Given exercise
Convert all of the data below into a JSON list of strings. Give one string per line and leave out blank lines.

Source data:
◇ ◇ ◇

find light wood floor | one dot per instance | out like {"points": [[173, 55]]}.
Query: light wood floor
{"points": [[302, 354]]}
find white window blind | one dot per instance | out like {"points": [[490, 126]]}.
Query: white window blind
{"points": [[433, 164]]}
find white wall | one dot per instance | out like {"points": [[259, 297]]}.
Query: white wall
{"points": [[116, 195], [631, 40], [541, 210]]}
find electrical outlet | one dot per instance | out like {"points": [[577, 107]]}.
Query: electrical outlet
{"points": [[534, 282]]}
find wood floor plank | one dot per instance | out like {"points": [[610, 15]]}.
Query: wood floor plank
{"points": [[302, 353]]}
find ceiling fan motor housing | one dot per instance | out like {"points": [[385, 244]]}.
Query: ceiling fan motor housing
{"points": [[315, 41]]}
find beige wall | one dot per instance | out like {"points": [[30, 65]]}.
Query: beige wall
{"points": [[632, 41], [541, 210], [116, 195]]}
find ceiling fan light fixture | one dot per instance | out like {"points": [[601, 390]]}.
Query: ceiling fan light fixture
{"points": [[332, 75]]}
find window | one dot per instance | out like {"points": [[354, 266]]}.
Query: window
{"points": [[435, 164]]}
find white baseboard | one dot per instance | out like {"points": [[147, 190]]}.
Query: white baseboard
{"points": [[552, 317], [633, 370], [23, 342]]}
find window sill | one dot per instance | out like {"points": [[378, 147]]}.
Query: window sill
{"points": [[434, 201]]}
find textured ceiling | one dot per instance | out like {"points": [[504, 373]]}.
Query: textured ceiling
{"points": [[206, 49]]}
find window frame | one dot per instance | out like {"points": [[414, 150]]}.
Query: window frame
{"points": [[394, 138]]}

◇ ◇ ◇

Task response
[
  "find light wood floor | one dot per instance | out like {\"points\": [[173, 55]]}.",
  "Query: light wood floor",
  "{\"points\": [[302, 354]]}",
  "find white window blind | one dot per instance | out like {\"points\": [[490, 126]]}.",
  "Query: white window blind",
  "{\"points\": [[433, 164]]}",
  "find white wall | one dot per instance | out like {\"points\": [[259, 297]]}.",
  "Query: white wall",
  "{\"points\": [[116, 195], [631, 40], [541, 210]]}",
  "find electrical outlet | one dot per instance | out like {\"points\": [[577, 107]]}.",
  "Query: electrical outlet",
  "{\"points\": [[534, 282]]}",
  "find wood floor plank | one dot per instance | out like {\"points\": [[610, 15]]}.",
  "Query: wood floor plank",
  "{\"points\": [[302, 353]]}",
  "find ceiling fan motor housing | one dot per instance | out like {\"points\": [[385, 244]]}.",
  "Query: ceiling fan motor housing",
  "{\"points\": [[315, 41]]}",
  "find beige wall | one dot per instance | out like {\"points\": [[30, 65]]}.",
  "Query: beige wall",
  "{\"points\": [[632, 41], [541, 210], [116, 195]]}",
  "find ceiling fan light fixture | one dot per instance | out like {\"points\": [[601, 390]]}.",
  "Query: ceiling fan light fixture",
  "{\"points\": [[332, 75]]}",
  "find window | one dot per instance | out like {\"points\": [[354, 266]]}.",
  "Query: window",
  "{\"points\": [[435, 164]]}",
  "find white baseboard | one dot per instance | out like {\"points\": [[147, 190]]}.",
  "Query: white baseboard",
  "{\"points\": [[552, 317], [633, 370], [23, 342]]}",
  "find window sill | one dot per instance | out like {\"points\": [[378, 147]]}.",
  "Query: window sill",
  "{\"points\": [[434, 201]]}",
  "find textured ceiling | one dot per instance | out like {\"points\": [[504, 373]]}.",
  "Query: textured ceiling",
  "{\"points\": [[206, 49]]}",
  "find window frame | one dot per instance | out like {\"points\": [[414, 150]]}.",
  "Query: window frame",
  "{\"points\": [[394, 138]]}"
]